--- Dataset extract Enclosed Below ---
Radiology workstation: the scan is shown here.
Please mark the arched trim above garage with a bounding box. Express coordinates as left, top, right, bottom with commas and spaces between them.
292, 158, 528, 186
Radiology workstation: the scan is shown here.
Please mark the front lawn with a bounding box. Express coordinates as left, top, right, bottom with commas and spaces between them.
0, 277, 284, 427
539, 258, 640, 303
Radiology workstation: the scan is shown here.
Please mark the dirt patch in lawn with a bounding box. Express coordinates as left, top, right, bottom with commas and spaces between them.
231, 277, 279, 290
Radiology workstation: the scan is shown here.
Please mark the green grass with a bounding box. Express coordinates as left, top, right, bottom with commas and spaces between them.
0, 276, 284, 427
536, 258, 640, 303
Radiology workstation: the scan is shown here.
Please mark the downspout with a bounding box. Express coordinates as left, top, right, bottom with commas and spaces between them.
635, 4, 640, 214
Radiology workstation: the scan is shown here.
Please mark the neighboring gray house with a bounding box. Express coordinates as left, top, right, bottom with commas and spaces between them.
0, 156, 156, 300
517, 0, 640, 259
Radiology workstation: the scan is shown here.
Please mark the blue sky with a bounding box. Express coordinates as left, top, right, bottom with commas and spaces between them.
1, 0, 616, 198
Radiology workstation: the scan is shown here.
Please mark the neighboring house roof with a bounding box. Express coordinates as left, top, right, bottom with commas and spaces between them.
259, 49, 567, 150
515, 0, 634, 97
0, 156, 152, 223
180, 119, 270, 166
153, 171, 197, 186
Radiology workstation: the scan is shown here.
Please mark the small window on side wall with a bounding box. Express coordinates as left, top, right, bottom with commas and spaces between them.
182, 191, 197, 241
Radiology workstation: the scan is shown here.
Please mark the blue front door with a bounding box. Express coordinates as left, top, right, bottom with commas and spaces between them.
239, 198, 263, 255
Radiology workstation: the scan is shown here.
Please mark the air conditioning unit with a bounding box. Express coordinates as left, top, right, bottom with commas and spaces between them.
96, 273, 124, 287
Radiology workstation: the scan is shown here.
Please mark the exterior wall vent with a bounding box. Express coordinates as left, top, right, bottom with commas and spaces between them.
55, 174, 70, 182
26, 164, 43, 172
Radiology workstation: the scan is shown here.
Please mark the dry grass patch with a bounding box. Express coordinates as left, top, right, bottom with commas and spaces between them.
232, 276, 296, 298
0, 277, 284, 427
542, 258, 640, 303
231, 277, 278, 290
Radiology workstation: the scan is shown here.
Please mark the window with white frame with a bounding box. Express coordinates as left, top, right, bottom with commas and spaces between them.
--- End of Enclosed Dataset extract ---
--- Dataset extract Enclosed Below ---
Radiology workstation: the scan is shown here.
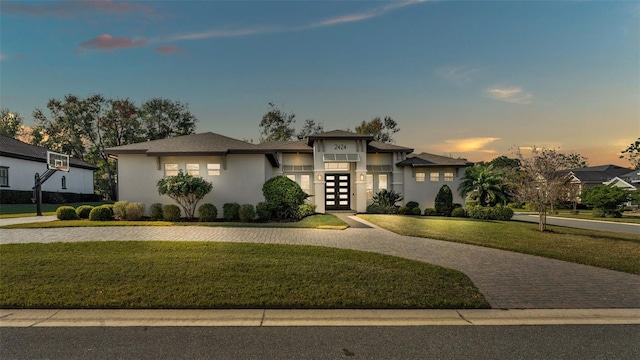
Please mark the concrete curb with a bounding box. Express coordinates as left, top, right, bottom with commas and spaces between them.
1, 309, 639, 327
--- End of Enclosed Dataset extract ---
--- Dataset extract Enclosed Below ---
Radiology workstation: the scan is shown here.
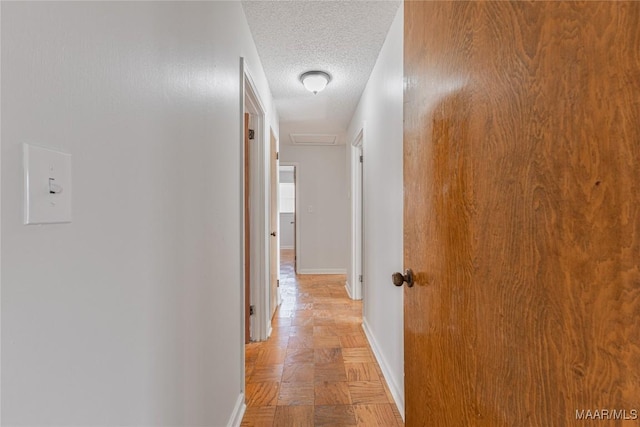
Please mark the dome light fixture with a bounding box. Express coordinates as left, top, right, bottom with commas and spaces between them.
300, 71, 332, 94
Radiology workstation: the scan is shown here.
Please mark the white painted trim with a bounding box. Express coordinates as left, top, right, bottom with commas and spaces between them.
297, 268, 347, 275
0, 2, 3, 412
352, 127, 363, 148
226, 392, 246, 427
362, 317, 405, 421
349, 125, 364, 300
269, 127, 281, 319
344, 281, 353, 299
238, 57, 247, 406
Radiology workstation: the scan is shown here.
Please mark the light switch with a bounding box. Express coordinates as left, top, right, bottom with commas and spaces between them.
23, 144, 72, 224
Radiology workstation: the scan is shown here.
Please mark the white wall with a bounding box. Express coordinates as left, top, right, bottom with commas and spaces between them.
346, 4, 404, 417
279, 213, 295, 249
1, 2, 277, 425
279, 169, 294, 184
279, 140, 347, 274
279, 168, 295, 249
--- End of Enclosed Dataset extract ---
Problem description: Print again the lines of the entries above that fall between the line holding "Please mark the small" and the line holding "Please mark the window", inclusive, exactly as they stand.

Task output:
Please mark the small window on side wall with a bounding box. Express coordinates as left, top, right, bottom with commas and spaces between them.
182, 191, 197, 241
Radiology workstation: the scan is shown here.
Please mark the blue front door with a bounding box. Express coordinates as left, top, right, bottom with commas and spaces between them.
239, 198, 263, 255
Radiology workstation: the scan is shown here.
Please mark the air conditioning unit with a bounding box. Express coordinates as left, top, right, bottom with commas and spaces between them.
96, 273, 124, 287
Radiology workstation: the scan is shown here.
Please mark the exterior wall vent with a bounding box. Express coordinates as left, top, right, bottom with commas and spaces between them.
55, 174, 70, 182
26, 164, 43, 172
Radiology workstation: the scan is shown here.
Please mark the dry grass patch with a bounding box. Express coordinates as left, top, right, bottom with commas and spaces between them.
232, 276, 296, 298
0, 277, 284, 427
542, 258, 640, 303
231, 277, 278, 290
Radiology workstation: the scan is shown here.
Please mark the window with white frame with a bounding box. Express coordinates as left, top, right, bottom with commas and spaces between them.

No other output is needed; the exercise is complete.